[EXCERPT PROVIDED Boundary: Start]

[Date Prev][Date Next][Thread Prev][Thread Next][Date Index][Thread Index]

Re: [oc] Binary Divides for uP core

To: cores@opencores.org
Subject: Re: [oc] Binary Divides for uP core
From: Richard Herveille <richard@asics.ws>
Date: Thu, 17 Jan 2002 05:18:23 +0100
In-Reply-To: <017001c19ea5$f0323820$77a35442@mshome.net>
References: <200201131342.OAA17584@iza.mr2.si><5.0.2.1.2.20020115090603.00ad5610@asics.ws><5.0.2.1.2.20020116100206.00a87650@asics.ws>
Reply-To: cores@opencores.org
Sender: owner-cores@opencores.org


Aah, fooled by the datasheet.

What you are saying is kinda correct. The LUT cell-structure supports all
these connections (similar structures are available in all FPGAs), but the
cell can only be used in certain modes (again true for other FPGAs). These
modes enable some of the connections you are talking about. It is NOT
possible to use them all at the same time. Check the datasheet "LE Operating
Modes" for a list of supported cell modes.

If you set the cell for normal-mode, then you enable the 4-input lut
structure. In this mode the lut has four inputs and outputs one result bit.
It is not possible to produce a second lut output using this mode.
If you set the cell for arithmetic-mode, then you enable the carry structure.

[EXCERPT PROVIDED Boundary: End]
[INFORMATION PROVIDED Boundary: Start]

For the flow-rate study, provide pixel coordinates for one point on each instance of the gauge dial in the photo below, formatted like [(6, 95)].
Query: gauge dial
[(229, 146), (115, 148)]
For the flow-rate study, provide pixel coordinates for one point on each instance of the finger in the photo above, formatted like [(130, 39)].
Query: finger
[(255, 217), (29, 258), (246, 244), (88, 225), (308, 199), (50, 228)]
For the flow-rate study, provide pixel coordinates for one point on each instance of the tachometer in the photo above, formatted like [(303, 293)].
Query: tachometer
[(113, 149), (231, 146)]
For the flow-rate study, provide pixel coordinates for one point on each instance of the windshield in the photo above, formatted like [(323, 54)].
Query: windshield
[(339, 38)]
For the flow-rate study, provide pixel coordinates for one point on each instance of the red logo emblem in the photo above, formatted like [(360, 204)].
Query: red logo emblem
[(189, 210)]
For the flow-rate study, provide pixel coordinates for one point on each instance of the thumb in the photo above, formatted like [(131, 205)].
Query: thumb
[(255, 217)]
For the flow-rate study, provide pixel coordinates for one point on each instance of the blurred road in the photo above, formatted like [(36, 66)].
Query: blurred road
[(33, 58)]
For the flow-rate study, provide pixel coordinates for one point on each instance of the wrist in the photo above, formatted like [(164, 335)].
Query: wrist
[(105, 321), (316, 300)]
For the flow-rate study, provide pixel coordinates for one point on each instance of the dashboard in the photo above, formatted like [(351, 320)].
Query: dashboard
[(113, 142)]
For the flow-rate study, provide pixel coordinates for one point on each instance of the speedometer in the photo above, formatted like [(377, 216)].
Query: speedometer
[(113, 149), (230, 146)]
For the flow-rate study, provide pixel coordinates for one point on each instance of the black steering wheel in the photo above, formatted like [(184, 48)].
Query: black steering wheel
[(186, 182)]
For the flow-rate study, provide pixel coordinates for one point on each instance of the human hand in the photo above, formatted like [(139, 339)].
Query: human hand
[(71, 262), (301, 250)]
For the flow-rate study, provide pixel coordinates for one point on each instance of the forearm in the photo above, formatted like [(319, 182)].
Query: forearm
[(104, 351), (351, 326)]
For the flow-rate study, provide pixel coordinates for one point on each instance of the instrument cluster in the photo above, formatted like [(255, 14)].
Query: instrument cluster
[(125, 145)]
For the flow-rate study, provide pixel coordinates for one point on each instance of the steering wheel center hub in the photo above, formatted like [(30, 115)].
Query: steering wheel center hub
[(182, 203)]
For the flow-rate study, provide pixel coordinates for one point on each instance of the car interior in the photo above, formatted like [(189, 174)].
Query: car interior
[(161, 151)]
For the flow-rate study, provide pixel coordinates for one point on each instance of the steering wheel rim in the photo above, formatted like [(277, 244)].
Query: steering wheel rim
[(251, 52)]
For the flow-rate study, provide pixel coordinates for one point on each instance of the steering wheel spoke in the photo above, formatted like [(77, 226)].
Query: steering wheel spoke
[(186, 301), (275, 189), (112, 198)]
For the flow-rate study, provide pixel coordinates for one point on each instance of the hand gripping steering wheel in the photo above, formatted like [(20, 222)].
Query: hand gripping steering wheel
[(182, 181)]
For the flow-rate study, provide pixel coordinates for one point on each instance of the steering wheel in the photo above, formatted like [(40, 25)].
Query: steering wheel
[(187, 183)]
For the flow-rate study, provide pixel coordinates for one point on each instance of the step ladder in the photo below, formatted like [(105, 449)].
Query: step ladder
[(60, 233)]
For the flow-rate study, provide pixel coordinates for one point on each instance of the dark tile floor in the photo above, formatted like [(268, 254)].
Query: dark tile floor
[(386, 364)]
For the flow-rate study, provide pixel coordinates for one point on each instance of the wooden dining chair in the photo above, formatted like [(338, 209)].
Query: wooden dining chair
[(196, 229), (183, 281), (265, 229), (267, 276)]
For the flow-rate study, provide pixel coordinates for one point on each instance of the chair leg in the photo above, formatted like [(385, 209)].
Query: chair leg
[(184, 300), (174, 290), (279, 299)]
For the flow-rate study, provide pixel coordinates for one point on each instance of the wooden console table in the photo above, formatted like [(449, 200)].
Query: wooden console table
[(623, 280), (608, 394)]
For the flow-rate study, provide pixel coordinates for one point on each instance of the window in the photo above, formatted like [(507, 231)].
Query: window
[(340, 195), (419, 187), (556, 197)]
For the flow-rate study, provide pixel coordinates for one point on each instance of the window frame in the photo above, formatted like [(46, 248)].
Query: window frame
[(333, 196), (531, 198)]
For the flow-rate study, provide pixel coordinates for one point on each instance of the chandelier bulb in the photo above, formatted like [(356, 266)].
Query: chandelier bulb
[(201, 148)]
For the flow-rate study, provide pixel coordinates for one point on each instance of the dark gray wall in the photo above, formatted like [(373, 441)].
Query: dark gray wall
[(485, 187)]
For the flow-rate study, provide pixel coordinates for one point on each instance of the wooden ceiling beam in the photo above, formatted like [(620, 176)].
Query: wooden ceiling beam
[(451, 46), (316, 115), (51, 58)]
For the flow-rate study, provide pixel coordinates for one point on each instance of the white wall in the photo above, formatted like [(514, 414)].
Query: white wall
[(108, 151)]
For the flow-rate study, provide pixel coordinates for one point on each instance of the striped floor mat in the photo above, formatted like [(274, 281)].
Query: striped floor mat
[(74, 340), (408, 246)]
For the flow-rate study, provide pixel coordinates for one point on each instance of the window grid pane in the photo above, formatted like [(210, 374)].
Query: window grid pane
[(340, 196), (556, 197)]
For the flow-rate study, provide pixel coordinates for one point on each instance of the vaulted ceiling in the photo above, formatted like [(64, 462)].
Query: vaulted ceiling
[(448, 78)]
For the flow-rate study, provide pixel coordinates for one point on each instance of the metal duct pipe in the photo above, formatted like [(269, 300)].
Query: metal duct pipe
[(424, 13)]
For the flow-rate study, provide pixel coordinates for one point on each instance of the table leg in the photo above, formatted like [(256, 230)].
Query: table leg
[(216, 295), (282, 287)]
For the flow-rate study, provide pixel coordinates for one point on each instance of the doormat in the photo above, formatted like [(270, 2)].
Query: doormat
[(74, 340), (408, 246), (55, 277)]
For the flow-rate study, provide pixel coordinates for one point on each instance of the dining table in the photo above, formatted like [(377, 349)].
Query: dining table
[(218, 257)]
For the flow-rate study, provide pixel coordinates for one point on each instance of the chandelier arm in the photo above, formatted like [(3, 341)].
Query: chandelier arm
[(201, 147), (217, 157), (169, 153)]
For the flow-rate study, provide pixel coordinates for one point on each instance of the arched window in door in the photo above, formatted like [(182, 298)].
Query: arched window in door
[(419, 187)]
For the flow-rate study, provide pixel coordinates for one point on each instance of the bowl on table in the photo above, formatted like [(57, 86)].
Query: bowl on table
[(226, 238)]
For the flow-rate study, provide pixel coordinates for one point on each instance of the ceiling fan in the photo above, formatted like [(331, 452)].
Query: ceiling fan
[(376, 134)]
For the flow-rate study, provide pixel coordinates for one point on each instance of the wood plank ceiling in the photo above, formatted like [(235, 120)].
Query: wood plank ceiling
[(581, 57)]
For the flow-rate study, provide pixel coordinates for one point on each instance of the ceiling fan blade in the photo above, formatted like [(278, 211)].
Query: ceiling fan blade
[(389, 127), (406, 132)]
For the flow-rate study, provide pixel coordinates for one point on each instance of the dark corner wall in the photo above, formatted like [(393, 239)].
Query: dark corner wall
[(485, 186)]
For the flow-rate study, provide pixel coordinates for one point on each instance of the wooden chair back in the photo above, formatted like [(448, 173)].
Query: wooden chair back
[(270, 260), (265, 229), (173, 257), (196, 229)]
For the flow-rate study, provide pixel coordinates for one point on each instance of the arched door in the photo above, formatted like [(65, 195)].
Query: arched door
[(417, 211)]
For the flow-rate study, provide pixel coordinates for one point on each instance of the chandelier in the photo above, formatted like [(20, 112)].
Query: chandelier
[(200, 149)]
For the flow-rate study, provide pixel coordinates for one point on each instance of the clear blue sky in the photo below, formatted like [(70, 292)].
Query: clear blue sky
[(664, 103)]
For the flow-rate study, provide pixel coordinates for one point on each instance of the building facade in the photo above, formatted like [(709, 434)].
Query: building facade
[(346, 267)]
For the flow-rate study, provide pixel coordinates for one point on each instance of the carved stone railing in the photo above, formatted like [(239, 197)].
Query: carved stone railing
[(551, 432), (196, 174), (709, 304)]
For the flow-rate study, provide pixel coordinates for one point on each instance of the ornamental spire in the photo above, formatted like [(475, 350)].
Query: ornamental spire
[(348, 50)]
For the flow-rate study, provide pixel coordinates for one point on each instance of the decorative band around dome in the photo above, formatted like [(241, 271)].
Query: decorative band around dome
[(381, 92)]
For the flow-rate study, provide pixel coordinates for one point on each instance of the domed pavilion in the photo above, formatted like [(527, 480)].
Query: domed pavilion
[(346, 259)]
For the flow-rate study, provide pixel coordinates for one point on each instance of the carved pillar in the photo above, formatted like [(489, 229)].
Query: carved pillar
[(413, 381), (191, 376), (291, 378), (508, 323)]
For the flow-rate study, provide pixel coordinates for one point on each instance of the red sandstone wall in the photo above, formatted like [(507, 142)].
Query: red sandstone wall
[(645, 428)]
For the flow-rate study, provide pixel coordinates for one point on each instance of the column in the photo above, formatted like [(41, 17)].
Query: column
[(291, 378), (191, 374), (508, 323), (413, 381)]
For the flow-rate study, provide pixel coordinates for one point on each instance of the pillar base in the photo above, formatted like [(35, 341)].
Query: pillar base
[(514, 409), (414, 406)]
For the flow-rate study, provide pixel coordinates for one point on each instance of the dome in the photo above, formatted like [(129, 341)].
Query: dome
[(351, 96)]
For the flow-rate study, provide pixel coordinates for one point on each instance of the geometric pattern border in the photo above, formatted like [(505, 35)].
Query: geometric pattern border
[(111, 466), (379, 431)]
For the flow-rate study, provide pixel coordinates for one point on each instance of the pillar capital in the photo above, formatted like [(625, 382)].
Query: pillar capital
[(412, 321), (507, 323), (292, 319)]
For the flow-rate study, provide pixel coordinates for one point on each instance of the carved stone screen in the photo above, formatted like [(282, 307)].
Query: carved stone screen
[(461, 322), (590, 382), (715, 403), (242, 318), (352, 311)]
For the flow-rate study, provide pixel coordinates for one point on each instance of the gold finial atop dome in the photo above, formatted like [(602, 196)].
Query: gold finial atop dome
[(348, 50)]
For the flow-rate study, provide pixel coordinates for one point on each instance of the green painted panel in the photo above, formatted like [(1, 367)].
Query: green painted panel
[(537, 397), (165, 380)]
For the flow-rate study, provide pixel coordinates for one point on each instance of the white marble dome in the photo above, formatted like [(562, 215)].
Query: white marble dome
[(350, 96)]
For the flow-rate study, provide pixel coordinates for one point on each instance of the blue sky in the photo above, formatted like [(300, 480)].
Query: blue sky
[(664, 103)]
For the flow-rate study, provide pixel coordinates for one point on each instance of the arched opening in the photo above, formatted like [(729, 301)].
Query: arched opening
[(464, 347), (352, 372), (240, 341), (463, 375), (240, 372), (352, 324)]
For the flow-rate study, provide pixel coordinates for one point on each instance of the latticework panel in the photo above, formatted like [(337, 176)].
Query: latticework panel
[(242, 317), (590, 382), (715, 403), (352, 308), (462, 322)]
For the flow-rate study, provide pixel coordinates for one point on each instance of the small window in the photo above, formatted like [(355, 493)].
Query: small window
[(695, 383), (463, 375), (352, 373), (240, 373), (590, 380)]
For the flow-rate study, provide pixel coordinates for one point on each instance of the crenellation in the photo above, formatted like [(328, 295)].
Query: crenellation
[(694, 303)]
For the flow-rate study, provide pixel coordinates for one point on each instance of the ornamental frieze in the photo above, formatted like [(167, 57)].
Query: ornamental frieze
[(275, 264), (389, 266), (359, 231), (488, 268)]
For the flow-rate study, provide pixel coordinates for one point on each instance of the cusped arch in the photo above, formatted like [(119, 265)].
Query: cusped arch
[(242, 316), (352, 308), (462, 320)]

[INFORMATION PROVIDED Boundary: End]

APPLY WHAT YOU READ:
- a) From the message on FPGA cell modes, write out the passage starting at "Aah, fooled by" and ending at "the carry structure.".
- b) Answer these about the message on FPGA cell modes:
(i) Who is the sender?
(ii) Which datasheet section does it point to for a list of supported cell modes?
(iii) In normal mode, how many inputs does the lut have?
The records have no role in this work.

ANSWERS TO THE PROBLEMS:
- a)
Aah, fooled by the datasheet.

What you are saying is kinda correct. The LUT cell-structure supports all
these connections (similar structures are available in all FPGAs), but the
cell can only be used in certain modes (again true for other FPGAs). These
modes enable some of the connections you are talking about. It is NOT
possible to use them all at the same time. Check the datasheet "LE Operating
Modes" for a list of supported cell modes.

If you set the cell for normal-mode, then you enable the 4-input lut
structure. In this mode the lut has four inputs and outputs one result bit.
It is not possible to produce a second lut output using this mode.
If you set the cell for arithmetic-mode, then you enable the carry structure.

- b)
(i) Richard Herveille
(ii) "LE Operating Modes"
(iii) Four